- [EXTRACT]:
+-------+

Now, one of Knuth and Skilling’s initial assumptions is the existence of a valuation mapping elements of a lattice of events into real numbers.   So, it becomes natural to wonder – what happens if one replaces this assumption with that of a valuation mapping elements of a lattice of events into p-adic numbers?  

Perhaps some variant of their symmetry arguments follows through … it seems at least plausible that it could, since the p-adic numbers also have field structure, and also have continuity.  

If so, then one would obtain a concept of p-adic probability, with an elegant foundation in symmetries.  

Extending this argument to complex numbers, one would obtain a p-adic analogue of Youseff-ian complex probability.  

One key difference between p-adic numbers and real numbers is ultrametricity – p-adic numbers obey a strong triangle inequality of the form

d(x,z) <= max{ d(x,y), d(y,z) }

Conceptually, ultrametricity can be modeled via drawing a tree structure with the elements of the ultrametric space at the leaves.  The distance between x and y then corresponds to the number of levels one has to go up in the tree, to form a path between x and y.

If one arranges the elements of one’s event lattice in a hierarchy, one can naturally define an ultrametric distance between the lattice elements using this hierarchy.   Intuitively, it seems that p-adic probability might provide a way of quantifying “size” of lattice elements that correlates with this sort of hierarchical distance.

Viewed in this way, and making all sorts of thinly-substantiated conceptual leaps, one is tempted to think about ordinary probability as heterarchical probability, and p-adic probability as hierarchical probability.  Or in the complex case: heterarchical vs. hierarchical complex probabilities.

It’s not immediately obvious why physics would make use of hierarchical rather than (or along with?) heterarchical complex probabilities.   But with a bit of funky lateral thinking, one can imagine why this might be so.

For instance, it seems to be the case that if one looks at the distribution of distances among sparse vectors in very high dimensional spaces, ultrametricity generally holds to within a close degree of approximation.   This suggests that if one embeds a set of sparse high-dimensional vectors into a lower-dimensional metric space, one may end up doing some serious injustice to the metric structure.   On the other hand, if one embeds the same set of sparse high-dimensional vectors into an ultrametric space, one may preserve the distance relations more closely.   But any ultrametric structure one imposes on finite datasets, if it’s going to have reasonable mathematical properties, is going to be equivalent to the p-adic numbers.  

So, suppose the set of events in our universe is viewed as a sparse set of events drawn from a much higher-dimensional space --- then projected into some sort of smaller space to form our universe.   It follows then that, to preserve something of the metric structure that our universe has when embedded in the original higher-dimensional space, we want to model our universe as having ultrametric structure.  But if we also want our universe to have some nice reasonable symmetries, then we end up with a p-adic structure on our universe, rather than a traditional real metric structure.

+-------+

- [SET OF TASKS]:
1 > In the passage on p-adic probability, what is named as one key difference between p-adic numbers and real numbers?
2 > Decide whether each statement agrees with the passage on p-adic probability, and back each yes or no with the deciding words from that passage. (a) The p-adic numbers have field structure. (b) Ultrametricity can be modeled with a tree that has the elements of the space at its root. (c) Ordinary probability is cast as hierarchical probability.
3 > Write the next paragraph of the passage on p-adic probability, picking up after its final sentence.

[Point-based annotation data]
+-------+

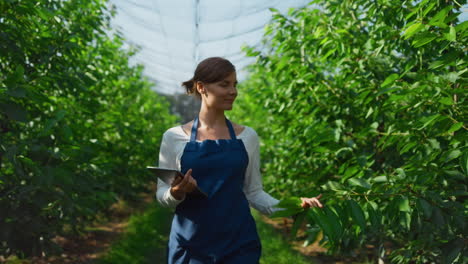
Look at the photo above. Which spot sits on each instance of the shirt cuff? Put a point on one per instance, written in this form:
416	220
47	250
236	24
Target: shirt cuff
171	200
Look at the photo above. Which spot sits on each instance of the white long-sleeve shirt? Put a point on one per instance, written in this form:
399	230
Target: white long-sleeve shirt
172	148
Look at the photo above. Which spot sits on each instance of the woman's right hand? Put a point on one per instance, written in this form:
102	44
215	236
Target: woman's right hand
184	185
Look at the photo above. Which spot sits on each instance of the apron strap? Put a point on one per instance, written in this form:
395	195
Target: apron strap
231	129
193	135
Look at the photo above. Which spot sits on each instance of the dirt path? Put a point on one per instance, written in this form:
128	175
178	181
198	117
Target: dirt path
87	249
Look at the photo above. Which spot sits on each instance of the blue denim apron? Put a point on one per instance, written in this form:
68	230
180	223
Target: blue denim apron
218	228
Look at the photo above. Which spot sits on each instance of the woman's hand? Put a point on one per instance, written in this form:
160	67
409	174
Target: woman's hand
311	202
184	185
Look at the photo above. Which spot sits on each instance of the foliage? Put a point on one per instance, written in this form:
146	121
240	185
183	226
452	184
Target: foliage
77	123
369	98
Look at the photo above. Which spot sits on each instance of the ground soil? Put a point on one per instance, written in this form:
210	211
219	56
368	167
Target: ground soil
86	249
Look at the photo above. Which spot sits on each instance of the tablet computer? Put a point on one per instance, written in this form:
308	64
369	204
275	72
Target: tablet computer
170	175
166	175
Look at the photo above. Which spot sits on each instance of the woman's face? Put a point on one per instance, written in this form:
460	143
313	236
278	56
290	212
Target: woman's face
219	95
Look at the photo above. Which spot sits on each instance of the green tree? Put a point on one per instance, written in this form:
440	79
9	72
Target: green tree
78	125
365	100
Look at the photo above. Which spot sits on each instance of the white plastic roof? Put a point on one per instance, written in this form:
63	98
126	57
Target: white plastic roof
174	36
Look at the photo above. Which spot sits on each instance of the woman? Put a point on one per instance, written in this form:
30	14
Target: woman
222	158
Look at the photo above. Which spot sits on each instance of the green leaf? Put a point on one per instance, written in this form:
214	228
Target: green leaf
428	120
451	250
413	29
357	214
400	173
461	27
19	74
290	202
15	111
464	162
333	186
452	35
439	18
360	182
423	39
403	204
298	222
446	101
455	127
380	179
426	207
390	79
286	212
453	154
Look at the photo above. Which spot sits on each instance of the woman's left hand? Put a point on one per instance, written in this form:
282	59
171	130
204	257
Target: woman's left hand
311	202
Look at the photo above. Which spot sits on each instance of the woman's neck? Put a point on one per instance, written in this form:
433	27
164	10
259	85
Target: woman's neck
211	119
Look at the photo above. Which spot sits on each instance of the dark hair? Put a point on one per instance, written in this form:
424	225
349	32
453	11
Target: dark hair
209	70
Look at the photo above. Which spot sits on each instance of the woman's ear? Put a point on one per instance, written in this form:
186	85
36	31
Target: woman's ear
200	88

+-------+

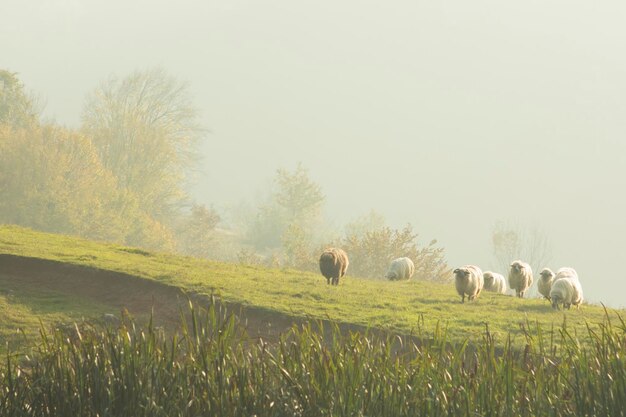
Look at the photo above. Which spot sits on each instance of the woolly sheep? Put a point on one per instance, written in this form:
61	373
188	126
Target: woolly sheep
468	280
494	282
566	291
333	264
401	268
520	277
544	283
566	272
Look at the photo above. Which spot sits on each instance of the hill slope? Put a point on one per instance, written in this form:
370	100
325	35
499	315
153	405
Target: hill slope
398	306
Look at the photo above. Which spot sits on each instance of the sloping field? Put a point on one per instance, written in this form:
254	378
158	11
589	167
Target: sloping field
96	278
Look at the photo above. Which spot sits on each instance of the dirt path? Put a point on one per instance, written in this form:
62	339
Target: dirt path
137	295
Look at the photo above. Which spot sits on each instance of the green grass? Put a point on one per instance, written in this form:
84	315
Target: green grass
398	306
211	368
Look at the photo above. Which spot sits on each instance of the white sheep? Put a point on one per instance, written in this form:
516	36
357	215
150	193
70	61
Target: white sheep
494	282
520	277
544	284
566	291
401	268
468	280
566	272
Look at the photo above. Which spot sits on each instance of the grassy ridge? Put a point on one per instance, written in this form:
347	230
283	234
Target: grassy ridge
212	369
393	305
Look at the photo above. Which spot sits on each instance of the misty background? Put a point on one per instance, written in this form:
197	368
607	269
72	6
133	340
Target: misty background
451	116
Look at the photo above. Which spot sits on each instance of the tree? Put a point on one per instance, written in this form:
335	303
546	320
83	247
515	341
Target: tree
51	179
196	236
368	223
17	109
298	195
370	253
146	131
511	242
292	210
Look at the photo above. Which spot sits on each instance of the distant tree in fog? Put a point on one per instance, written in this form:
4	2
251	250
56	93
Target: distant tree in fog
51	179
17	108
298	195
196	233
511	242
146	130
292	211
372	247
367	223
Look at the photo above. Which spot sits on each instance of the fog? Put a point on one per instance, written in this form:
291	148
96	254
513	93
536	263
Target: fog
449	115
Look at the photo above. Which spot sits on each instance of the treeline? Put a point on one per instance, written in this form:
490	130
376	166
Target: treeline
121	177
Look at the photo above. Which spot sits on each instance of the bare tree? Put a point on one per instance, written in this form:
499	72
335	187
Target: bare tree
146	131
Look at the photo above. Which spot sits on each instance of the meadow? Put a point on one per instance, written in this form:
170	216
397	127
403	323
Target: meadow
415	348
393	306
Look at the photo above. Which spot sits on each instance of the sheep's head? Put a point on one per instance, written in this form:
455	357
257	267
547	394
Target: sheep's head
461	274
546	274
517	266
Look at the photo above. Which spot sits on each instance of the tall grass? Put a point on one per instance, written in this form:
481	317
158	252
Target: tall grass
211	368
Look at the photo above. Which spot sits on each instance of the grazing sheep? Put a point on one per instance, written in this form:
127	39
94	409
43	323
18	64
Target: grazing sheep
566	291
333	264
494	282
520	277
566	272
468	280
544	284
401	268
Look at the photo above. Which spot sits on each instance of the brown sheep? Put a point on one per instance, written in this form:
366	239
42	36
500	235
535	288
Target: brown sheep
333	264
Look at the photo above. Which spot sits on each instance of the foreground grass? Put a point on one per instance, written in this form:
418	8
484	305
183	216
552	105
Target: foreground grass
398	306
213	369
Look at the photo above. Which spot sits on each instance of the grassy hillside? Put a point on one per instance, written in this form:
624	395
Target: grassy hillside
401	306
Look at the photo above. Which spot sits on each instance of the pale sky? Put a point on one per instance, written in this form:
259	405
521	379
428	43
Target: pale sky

+-------+

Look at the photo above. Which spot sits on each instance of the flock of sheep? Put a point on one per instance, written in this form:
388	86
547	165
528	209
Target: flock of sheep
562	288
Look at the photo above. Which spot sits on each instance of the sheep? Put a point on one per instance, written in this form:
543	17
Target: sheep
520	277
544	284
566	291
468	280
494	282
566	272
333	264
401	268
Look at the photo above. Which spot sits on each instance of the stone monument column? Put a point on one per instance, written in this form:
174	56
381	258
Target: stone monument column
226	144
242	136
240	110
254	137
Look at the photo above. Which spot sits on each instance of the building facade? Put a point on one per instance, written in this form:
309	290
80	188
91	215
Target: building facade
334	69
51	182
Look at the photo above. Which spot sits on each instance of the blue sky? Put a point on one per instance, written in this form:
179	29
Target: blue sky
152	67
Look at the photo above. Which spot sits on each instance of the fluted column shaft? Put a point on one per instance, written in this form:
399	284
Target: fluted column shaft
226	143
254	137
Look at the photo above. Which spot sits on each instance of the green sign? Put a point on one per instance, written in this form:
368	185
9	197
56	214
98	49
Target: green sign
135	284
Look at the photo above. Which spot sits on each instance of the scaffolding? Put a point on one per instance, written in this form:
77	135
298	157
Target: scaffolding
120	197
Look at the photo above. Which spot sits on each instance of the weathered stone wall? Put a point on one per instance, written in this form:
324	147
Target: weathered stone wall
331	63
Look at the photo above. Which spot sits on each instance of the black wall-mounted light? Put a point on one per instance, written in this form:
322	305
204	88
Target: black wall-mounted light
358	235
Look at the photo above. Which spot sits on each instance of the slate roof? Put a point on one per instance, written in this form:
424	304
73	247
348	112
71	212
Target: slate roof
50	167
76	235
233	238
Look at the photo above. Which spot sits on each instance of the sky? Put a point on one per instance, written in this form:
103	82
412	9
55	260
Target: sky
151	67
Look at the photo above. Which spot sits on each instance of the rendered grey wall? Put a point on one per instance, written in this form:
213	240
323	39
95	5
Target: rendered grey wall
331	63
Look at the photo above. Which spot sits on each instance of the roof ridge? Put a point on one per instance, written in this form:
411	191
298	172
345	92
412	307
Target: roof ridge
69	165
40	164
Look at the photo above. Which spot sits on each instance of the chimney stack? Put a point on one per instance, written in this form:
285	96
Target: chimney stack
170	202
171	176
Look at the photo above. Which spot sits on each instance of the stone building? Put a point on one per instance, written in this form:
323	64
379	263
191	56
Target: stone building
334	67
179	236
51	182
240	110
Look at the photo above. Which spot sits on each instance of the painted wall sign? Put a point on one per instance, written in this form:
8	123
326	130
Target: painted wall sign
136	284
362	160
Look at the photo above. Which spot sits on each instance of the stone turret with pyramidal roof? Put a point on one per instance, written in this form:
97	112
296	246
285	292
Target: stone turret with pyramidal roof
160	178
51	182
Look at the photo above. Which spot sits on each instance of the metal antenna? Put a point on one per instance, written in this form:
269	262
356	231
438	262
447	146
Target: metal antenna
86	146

+-------+

- [RESPONSES IN ORDER]:
1 > Ultrametricity: p-adic numbers obey a strong triangle inequality.

2 >
(a) Yes: "the p-adic numbers also have field structure, and also have continuity"
(b) No: "drawing a tree structure with the elements of the ultrametric space at the leaves"
(c) No: "ordinary probability as heterarchical probability, and p-adic probability as hierarchical probability"

3 >
And finally – I mean, since we’re already way out on a latticework of extremely flimsy and weird-looking ambiguously-dimensional limbs, we may as well go all-out, right? – this would appear to bring us back to my modest proposal that our universe can be viewed as embedded in some broader eurycosm.   If our universe is embedded in some “wider world” or “eurycosm” which is viewed as very high dimensional (perhaps as an approximation of some sort of nondimensional structure), then one would appear to have the beginning of an argument as to how a p-adic foundation for physics would emerge.

It’s also worth noting that a finite non-dimensional structure can be turned into a high-dimensional structure via tensorial linearization – so that, to the extent we can describe a eurycosmic order via Boolean descriptors, we can also describe it via very high-dimensional vectors.    So we have a path from any logical description of a eurycosm, to a picture of our universe as a sparse set of high-dimensional vectors, to a picture of our universe as an ultrametric low-dimensional embedding of these vectors, to a p-adic foundation for physics…

And that, dear friends, is some hi-fi fuckin’ sci-fi !!!!

(I mean ... conspiracy theories about the Rothschilds or the Reptilians or whatever just can’t compete, in my not so humble opinion…)

The question, a la Max Born, is if it’s crazy enough to be (after appropriate fleshing out and tweaking, yadda yadda) pointing in the vague direction of some sort of useful truth…

(“Truth?  What is truth?”)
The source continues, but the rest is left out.